Tarea a |
Según el fragmento sobre cómo traducir «downshifting gears», ¿cómo se llamaban las velocidades en México?

Fragmento |
-- -- --

# downshifting gears release gages



## No_C_Nada

*downshifting gears release gages*
_
¿Cómo se traduciría eso?_


----------



## borgonyon

La idea es el ir de un cambio alto a uno más bajo, p.ej.: de tercera a segunda o primera. ¿Será bajar el cambio?


----------



## romarsan

Quizá se refiera a lo que en España llamamos reducir una marcha...


----------



## borgonyon

¿Downshifting, entonces, es *reducir una marcha*, ro? O sea que una velocidad es una marcha, ¿correcto?


----------



## romarsan

En España lo decimos así, por ejemplo si vas en cuarta velocidad y se da cualquier circunstancia por la que tengas que aminorar la velocidad, se usa "reduce a tercera".

Velocidad y marcha son sinónimos en este contexto.


----------



## turi

romarsan said:


> En España lo decimos así, por ejemplo si vas en cuarta velocidad y se da cualquier circunstancia por la que tengas que aminorar la velocidad, se usa "reduce a tercera".
> 
> Velocidad y marcha son sinónimos en este contexto.



De acuerdo contigo, Ro.

Saludos,  t.


----------



## borgonyon

En México se les llamaba "cambios", ¿se entiende eso al decir, por ejemplo: baja de cambio, en otros países?

-- -- --

Tarea b |
Indica cada línea del listado que contenga la palabra "Locating" y cópiala completa.

-- -- --

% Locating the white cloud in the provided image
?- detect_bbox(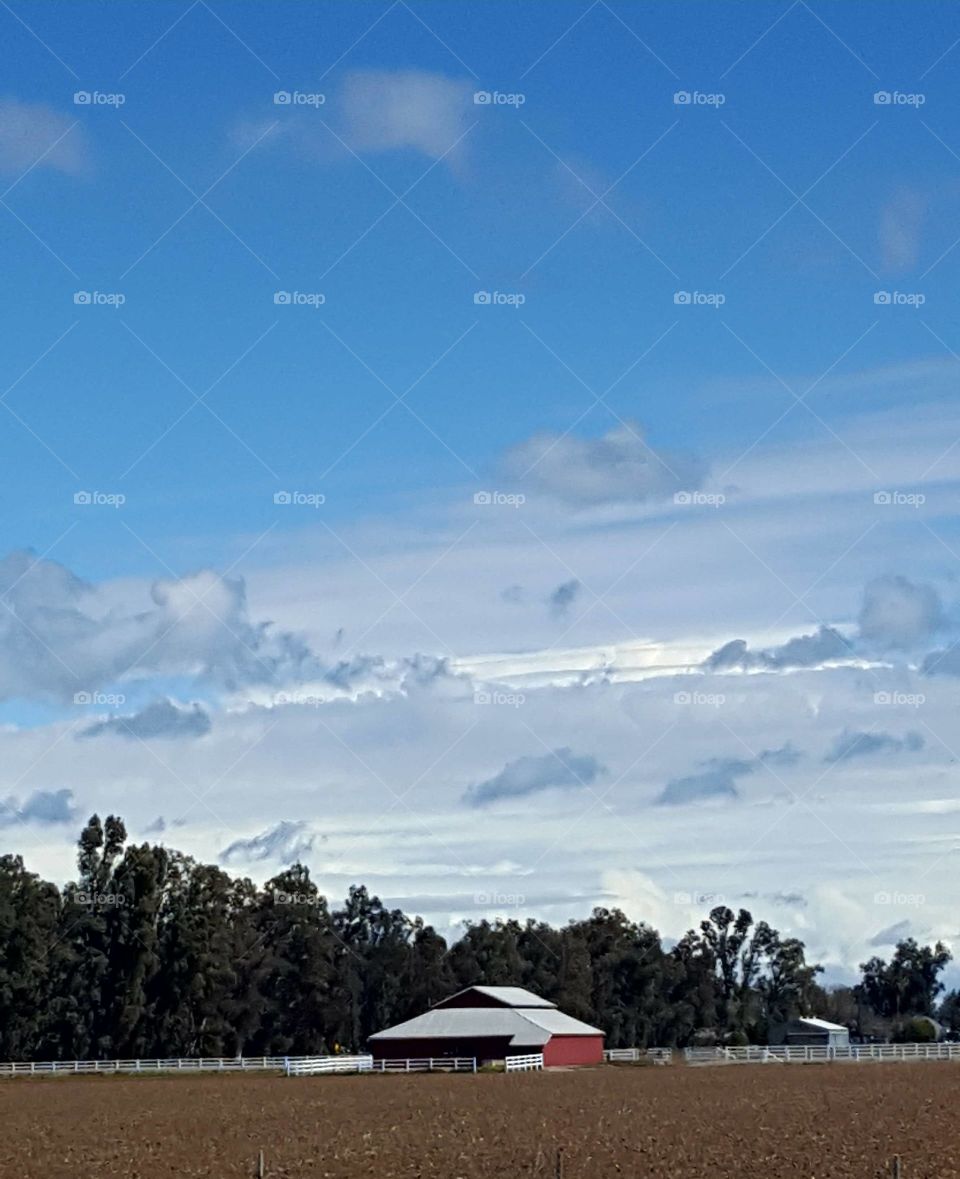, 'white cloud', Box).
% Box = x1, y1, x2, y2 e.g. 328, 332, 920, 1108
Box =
0, 98, 88, 176
340, 70, 473, 159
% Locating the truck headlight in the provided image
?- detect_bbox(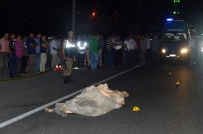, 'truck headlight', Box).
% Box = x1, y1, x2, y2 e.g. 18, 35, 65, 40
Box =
161, 48, 166, 54
180, 48, 188, 54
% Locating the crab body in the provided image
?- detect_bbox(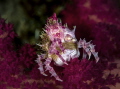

-- -- --

Resultado correcto a |
Se les llamaba «cambios».

Resultado correcto b |
% Locating the white cloud in the provided image
% Locating the truck headlight in the provided image
% Locating the crab body in the provided image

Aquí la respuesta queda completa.